● EXERCISE PASSAGE
········

Wild Life In Your Home

They’re out there. Creatures you can’t see. Creatures you can’t hear. They’re living in your home: on your doorstep, under your bed – even in your refrigerator. Science doesn’t even know what some of them are. But we want to find out.

It may sound like the premise of a horror movie, but it’s actually an excellent scientific question. What sort of wild life lives all around us, every day? To date, little research has been done on the microscopic bacteria, fungi and other organisms that share our homes. But Rob Dunn, an associate professor of biology at NC State, is trying to change that.

Rob Dunn, associate professor of biology at NC State

Dunn is the driving force behind the “Wild Life of Your Home” project, which is asking volunteers from around the country to take swabs of dust from different areas around the house and send them in. Researchers will then use high-throughput genetic sequencing technology to determine exactly which species are found in each home.

“We aim to understand, for the first time, how the ways in which we live influence who we live with,” Dunn says. “For example, to what extent do the species around us, particularly those microscopic species we aren’t even aware of, differ as a consequence of how we live?”

········

● MATERIAL SHOWN
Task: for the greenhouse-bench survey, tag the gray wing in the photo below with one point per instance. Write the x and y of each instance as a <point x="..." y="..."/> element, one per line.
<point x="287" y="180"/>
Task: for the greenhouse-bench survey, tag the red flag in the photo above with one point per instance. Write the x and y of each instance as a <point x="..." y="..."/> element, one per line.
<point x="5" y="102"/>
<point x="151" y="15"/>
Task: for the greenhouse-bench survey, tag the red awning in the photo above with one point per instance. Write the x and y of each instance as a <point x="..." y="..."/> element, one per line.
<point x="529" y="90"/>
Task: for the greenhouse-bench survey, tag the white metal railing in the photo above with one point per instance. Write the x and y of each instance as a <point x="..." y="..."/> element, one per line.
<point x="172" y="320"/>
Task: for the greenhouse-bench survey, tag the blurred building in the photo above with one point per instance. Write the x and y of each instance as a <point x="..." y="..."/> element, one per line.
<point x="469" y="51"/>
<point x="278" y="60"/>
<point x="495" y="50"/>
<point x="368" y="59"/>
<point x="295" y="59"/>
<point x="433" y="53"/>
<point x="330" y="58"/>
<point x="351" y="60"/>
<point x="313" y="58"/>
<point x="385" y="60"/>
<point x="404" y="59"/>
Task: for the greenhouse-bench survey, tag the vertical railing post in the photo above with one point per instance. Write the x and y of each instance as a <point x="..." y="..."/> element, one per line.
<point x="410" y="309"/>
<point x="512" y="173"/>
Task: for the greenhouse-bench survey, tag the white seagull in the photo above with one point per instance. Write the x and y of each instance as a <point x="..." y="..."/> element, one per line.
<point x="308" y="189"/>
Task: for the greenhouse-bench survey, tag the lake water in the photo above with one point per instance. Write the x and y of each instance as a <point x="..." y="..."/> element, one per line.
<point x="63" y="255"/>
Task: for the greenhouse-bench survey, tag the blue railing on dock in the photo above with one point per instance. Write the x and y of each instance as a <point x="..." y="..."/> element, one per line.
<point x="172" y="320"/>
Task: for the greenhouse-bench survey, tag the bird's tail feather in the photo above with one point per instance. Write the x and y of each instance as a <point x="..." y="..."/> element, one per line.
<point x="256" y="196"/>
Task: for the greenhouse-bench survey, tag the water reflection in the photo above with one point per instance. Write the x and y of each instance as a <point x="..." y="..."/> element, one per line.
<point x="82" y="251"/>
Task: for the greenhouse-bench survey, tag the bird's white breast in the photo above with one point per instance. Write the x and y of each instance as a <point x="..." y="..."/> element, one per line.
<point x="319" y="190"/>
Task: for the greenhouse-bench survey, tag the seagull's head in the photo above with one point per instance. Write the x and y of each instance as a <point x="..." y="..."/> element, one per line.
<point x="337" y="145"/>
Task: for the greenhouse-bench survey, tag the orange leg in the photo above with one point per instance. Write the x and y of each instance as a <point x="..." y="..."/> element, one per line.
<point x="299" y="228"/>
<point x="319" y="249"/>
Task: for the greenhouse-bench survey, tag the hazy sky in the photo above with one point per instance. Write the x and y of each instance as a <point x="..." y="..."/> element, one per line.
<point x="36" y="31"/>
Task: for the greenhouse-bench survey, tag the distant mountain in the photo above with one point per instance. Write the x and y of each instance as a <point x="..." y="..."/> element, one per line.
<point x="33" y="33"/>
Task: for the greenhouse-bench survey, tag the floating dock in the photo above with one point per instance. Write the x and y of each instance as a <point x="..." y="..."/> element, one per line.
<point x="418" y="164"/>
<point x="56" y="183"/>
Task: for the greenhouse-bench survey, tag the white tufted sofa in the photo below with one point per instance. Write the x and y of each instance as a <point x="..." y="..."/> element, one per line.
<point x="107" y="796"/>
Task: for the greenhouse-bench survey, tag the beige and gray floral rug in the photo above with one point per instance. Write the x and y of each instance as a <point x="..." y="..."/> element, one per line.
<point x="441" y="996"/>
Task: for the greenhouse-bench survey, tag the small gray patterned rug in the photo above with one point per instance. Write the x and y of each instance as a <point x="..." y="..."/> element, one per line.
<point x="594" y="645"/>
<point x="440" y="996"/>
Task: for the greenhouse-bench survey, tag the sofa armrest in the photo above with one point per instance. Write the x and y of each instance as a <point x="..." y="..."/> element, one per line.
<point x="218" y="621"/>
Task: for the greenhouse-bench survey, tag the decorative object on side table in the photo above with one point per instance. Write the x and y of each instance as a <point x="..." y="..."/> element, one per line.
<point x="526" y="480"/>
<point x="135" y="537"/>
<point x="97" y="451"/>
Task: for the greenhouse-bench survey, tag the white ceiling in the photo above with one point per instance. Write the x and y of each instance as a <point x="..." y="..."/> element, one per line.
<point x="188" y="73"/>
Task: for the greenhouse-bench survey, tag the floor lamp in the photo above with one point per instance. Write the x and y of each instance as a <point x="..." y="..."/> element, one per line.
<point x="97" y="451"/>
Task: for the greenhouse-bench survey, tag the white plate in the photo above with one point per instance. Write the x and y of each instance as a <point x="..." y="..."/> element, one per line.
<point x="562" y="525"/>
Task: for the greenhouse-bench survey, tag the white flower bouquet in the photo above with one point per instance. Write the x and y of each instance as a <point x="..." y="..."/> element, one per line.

········

● WORK INSTRUCTIONS
Carry the article on the "Wild Life of Your Home" project forward, picking up right after Dunn's quoted question. Nothing in the listing is needed here.

● REPLY TO THE TASK
To address that question, Dunn’s project is not only seeking volunteers from every state – but from people that live in very different environments. For example, the project hopes to get samples from rural farmhouses as well as big-city apartments.

By shedding light on our inconspicuous houseguests, Dunn hopes to advance our understanding of how human behavior has impacted the evolution of our own ecosystems. After all, it may just be a living room to us, but it is the entire world for countless generations of our microscopic neighbors.

“Some of these species are probably scary,” Dunn says. “And many are absolutely necessary to our well-being. But we can’t begin to understand the big picture until we know what’s out there.”